- _Data for the task_:
***

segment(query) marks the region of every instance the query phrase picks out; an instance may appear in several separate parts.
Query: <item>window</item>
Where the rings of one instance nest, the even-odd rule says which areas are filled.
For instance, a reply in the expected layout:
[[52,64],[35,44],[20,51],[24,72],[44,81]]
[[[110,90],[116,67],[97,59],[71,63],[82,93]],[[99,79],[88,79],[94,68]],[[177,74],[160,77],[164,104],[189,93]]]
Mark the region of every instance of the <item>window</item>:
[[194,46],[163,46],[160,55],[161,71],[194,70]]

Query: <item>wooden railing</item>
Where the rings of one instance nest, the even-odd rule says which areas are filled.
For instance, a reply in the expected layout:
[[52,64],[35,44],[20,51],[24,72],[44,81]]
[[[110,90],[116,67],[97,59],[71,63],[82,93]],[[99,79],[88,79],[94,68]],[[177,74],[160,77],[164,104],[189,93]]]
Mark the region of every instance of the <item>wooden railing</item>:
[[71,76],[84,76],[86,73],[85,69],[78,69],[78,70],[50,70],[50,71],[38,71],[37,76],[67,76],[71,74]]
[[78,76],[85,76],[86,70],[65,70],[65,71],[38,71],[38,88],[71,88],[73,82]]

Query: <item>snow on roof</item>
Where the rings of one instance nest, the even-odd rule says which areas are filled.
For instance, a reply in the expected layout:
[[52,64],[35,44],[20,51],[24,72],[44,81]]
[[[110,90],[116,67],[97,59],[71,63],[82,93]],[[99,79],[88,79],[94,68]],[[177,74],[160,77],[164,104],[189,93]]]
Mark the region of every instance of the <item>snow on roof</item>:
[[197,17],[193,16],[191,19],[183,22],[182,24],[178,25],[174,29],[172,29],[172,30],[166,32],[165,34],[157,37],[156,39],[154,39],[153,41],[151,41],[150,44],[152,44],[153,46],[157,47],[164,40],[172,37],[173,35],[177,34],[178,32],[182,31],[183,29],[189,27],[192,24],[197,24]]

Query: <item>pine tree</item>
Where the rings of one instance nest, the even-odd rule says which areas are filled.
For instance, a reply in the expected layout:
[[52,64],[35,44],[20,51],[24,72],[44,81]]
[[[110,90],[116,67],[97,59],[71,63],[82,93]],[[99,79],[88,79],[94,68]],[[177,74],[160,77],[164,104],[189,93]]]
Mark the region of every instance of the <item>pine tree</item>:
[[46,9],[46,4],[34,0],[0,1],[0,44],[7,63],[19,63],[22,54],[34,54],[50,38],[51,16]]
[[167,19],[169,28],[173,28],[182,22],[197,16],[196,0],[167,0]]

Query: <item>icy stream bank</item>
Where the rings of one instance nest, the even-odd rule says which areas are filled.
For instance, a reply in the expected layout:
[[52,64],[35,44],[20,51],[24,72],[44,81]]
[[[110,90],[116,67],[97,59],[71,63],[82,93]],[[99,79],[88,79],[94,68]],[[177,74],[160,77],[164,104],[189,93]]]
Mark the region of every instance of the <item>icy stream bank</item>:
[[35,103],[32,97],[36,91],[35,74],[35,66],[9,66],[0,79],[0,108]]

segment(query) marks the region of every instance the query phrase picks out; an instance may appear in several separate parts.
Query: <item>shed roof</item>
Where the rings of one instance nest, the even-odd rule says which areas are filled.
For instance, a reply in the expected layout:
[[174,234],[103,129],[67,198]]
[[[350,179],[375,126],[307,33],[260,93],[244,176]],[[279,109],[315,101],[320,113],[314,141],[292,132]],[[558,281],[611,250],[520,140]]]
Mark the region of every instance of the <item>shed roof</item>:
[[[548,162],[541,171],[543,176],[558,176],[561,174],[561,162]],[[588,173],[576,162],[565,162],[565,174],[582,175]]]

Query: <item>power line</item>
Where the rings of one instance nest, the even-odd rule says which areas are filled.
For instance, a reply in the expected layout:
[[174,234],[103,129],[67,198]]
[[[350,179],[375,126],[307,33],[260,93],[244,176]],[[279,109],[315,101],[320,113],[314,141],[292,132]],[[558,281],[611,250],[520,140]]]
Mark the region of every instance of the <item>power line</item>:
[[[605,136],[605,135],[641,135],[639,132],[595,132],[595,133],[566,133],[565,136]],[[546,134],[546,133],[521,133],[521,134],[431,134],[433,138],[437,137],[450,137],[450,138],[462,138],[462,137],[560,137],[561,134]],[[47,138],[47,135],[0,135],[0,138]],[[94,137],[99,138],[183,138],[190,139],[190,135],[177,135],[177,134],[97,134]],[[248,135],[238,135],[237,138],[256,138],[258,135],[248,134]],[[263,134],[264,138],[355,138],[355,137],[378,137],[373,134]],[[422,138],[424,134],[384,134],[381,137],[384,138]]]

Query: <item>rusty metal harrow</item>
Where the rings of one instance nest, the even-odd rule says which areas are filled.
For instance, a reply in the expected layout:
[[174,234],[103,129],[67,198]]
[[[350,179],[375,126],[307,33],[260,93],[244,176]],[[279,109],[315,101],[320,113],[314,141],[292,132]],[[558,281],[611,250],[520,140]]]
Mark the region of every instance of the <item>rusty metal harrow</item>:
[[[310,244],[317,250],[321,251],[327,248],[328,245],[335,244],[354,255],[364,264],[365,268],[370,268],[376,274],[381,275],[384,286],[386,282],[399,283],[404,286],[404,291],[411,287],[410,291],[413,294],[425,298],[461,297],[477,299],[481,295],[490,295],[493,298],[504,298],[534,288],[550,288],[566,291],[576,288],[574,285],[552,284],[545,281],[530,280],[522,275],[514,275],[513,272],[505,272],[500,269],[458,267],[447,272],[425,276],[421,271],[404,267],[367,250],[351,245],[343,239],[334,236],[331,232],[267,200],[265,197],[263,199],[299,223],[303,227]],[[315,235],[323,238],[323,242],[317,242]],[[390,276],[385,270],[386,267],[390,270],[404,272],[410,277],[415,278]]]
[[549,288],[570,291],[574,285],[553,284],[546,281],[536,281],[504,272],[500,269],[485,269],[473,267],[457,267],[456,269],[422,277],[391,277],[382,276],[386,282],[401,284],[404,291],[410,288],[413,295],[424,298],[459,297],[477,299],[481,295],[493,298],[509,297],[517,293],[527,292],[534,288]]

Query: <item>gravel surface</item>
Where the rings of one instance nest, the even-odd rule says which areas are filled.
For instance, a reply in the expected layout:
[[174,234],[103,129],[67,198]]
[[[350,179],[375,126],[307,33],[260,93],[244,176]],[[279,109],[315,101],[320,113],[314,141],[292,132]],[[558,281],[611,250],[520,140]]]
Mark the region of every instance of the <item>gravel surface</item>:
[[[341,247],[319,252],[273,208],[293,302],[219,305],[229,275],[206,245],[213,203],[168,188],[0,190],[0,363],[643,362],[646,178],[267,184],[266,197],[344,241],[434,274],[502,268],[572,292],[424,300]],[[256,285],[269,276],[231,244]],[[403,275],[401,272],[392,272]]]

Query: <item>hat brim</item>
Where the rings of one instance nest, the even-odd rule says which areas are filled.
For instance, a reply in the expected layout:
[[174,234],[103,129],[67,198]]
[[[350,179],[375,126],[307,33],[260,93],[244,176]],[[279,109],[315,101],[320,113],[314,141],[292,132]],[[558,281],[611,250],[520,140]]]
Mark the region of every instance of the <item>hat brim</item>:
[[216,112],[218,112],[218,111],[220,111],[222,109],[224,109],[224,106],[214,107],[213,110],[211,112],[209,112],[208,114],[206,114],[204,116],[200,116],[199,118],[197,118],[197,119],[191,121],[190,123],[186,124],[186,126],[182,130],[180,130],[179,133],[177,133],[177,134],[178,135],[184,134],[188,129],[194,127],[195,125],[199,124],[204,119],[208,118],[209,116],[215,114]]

***

- _Description of the task_: From the first line to the last, reproduce the data exactly.

- _Written solution_:
segment(query) marks the region of every instance the query phrase picks out; an instance may appear in several separate parts.
Query: <item>window</item>
Where the rings of one instance nest, the even-odd rule says which areas are filled.
For instance, a reply in the expected layout:
[[52,64],[35,44],[20,51],[24,72],[44,81]]
[[[110,90],[116,67],[97,59],[71,63],[82,93]],[[99,79],[88,79],[94,68]],[[177,74],[160,77],[164,104],[189,93]]]
Mark the region of every instance of the <item>window</item>:
[[194,46],[163,46],[160,55],[161,71],[194,70]]

Query: <item>wooden railing</item>
Where the rings of one instance nest, the even-odd rule says which areas are filled.
For instance, a reply in the expected layout:
[[52,64],[35,44],[20,51],[24,72],[44,81]]
[[[110,90],[116,67],[97,59],[71,63],[82,93]],[[99,79],[88,79],[94,68]],[[177,74],[160,77],[164,104],[189,93]]]
Mark the region of every instance of the <item>wooden railing</item>:
[[71,76],[84,76],[86,73],[85,69],[78,69],[78,70],[50,70],[50,71],[38,71],[37,76],[67,76],[71,74]]
[[78,76],[85,76],[86,70],[65,70],[65,71],[38,71],[38,88],[71,88],[73,82]]

Query: <item>snow on roof</item>
Where the rings of one instance nest, the even-odd rule says which areas are filled.
For instance, a reply in the expected layout:
[[52,64],[35,44],[20,51],[24,72],[44,81]]
[[[110,90],[116,67],[97,59],[71,63],[82,93]],[[99,79],[88,79],[94,68]],[[177,74],[160,77],[164,104],[189,93]]]
Mark the region of every instance of the <item>snow on roof</item>:
[[197,17],[193,16],[191,19],[183,22],[182,24],[178,25],[174,29],[172,29],[172,30],[166,32],[165,34],[157,37],[156,39],[154,39],[153,41],[151,41],[150,44],[152,44],[153,46],[157,47],[164,40],[172,37],[173,35],[177,34],[178,32],[182,31],[183,29],[189,27],[192,24],[197,24]]

Query: <item>pine tree</item>
Where the rings of one instance nest, the even-odd rule says which areas are filled.
For instance, a reply in the expected layout:
[[52,64],[35,44],[20,51],[24,72],[44,81]]
[[[110,90],[116,67],[97,59],[71,63],[82,93]],[[99,79],[88,79],[94,68]],[[177,74],[160,77],[164,104],[189,93]]]
Mark the region of every instance of the <item>pine tree</item>:
[[46,9],[46,4],[34,0],[0,1],[0,44],[7,63],[19,63],[22,54],[34,54],[50,38],[51,16]]
[[167,19],[169,28],[173,28],[182,22],[197,16],[196,0],[167,0]]

Query: <item>icy stream bank</item>
Where the rings of one instance nest, the even-odd rule says which areas are filled.
For instance, a reply in the expected layout:
[[52,64],[35,44],[20,51],[24,72],[44,81]]
[[[110,90],[116,67],[97,59],[71,63],[82,93]],[[99,79],[88,79],[94,68]],[[177,74],[160,77],[164,104],[189,93]]]
Mark the region of every instance of the <item>icy stream bank</item>:
[[35,103],[32,97],[36,91],[35,74],[35,66],[9,66],[0,79],[0,108]]

segment(query) marks the region of every instance the query phrase picks out; an instance may appear in several separate parts.
Query: <item>shed roof</item>
Where the rings of one instance nest, the even-odd rule says which areas are filled.
For instance, a reply in the expected layout:
[[174,234],[103,129],[67,198]]
[[[350,179],[375,126],[307,33],[260,93],[244,176]],[[279,109],[315,101],[320,113],[314,141],[292,132]],[[558,281],[611,250],[520,140]]]
Mark the region of every instance of the <item>shed roof</item>:
[[[548,162],[541,171],[543,176],[558,176],[561,174],[561,162]],[[588,173],[576,162],[565,162],[565,174],[582,175]]]

Query: <item>power line</item>
Where the rings of one instance nest, the even-odd rule says which areas are filled.
For instance, a reply in the expected layout:
[[174,234],[103,129],[67,198]]
[[[350,179],[375,126],[307,33],[260,93],[244,176]],[[279,109],[315,101],[320,113],[314,141],[292,132]],[[558,281],[611,250],[520,140]]]
Mark the region of every instance of the <item>power line</item>:
[[[605,136],[605,135],[641,135],[639,132],[595,132],[595,133],[566,133],[565,136]],[[546,134],[546,133],[521,133],[521,134],[431,134],[433,138],[437,137],[450,137],[450,138],[462,138],[462,137],[560,137],[561,134]],[[47,138],[47,135],[0,135],[0,138]],[[94,137],[99,138],[183,138],[190,139],[190,135],[177,135],[177,134],[97,134]],[[248,135],[238,135],[237,138],[256,138],[258,135],[248,134]],[[263,134],[264,138],[355,138],[355,137],[378,137],[373,134]],[[422,138],[424,134],[384,134],[381,137],[384,138]]]

Query: <item>rusty metal harrow</item>
Where the rings of one instance nest, the even-odd rule says which areas are filled.
For instance, a reply in the expected layout:
[[174,234],[103,129],[67,198]]
[[[350,179],[375,126],[307,33],[260,93],[244,176]],[[279,109],[315,101],[320,113],[314,141],[292,132]],[[558,281],[611,250],[520,140]]]
Mark the region of every instance of the <item>rusty metal harrow</item>:
[[[310,244],[317,250],[321,251],[327,248],[328,245],[335,244],[354,255],[364,264],[365,268],[370,268],[376,274],[381,275],[384,286],[386,282],[399,283],[404,286],[404,291],[411,287],[410,291],[413,294],[425,298],[461,297],[477,299],[481,295],[490,295],[493,298],[504,298],[534,288],[550,288],[566,291],[576,288],[574,285],[552,284],[545,281],[530,280],[522,275],[514,275],[513,272],[505,272],[500,269],[458,267],[447,272],[425,276],[421,271],[404,267],[367,250],[351,245],[343,239],[334,236],[331,232],[267,200],[265,197],[263,199],[299,223],[303,227]],[[315,235],[323,238],[323,242],[317,242]],[[390,276],[385,270],[386,267],[390,270],[404,272],[410,277],[415,278]]]
[[549,288],[570,291],[574,285],[553,284],[546,281],[536,281],[504,272],[500,269],[485,269],[473,267],[457,267],[456,269],[422,277],[391,277],[382,276],[386,282],[401,284],[404,291],[410,288],[413,295],[424,298],[459,297],[477,299],[481,295],[493,298],[509,297],[517,293],[527,292],[534,288]]

Query: <item>gravel surface</item>
Where the rings of one instance nest, the even-odd rule says which areas are filled.
For instance, a reply in the expected layout:
[[174,234],[103,129],[67,198]]
[[[350,179],[375,126],[307,33],[260,93],[244,176]],[[279,109],[315,101],[320,113],[314,141],[292,132]],[[558,281],[611,250],[520,140]]]
Mark the region of every instance of the <item>gravel surface</item>:
[[[341,247],[319,252],[273,208],[293,302],[219,305],[229,275],[206,245],[213,203],[168,188],[0,190],[0,363],[643,362],[646,178],[267,184],[266,197],[344,241],[434,274],[502,268],[572,292],[424,300]],[[256,285],[269,276],[231,244]],[[403,275],[401,272],[392,272]]]

Query: <item>hat brim</item>
Where the rings of one instance nest, the even-odd rule says which areas are filled.
For instance, a reply in the expected layout:
[[174,234],[103,129],[67,198]]
[[[350,179],[375,126],[307,33],[260,93],[244,176]],[[279,109],[315,101],[320,113],[314,141],[292,132]],[[558,281],[611,250],[520,140]]]
Mark the region of every instance of the <item>hat brim</item>:
[[216,112],[218,112],[218,111],[220,111],[222,109],[224,109],[224,106],[214,107],[213,110],[211,112],[209,112],[208,114],[206,114],[204,116],[200,116],[199,118],[197,118],[197,119],[191,121],[190,123],[186,124],[186,126],[182,130],[180,130],[179,133],[177,133],[177,134],[178,135],[184,134],[188,129],[194,127],[195,125],[199,124],[204,119],[208,118],[209,116],[215,114]]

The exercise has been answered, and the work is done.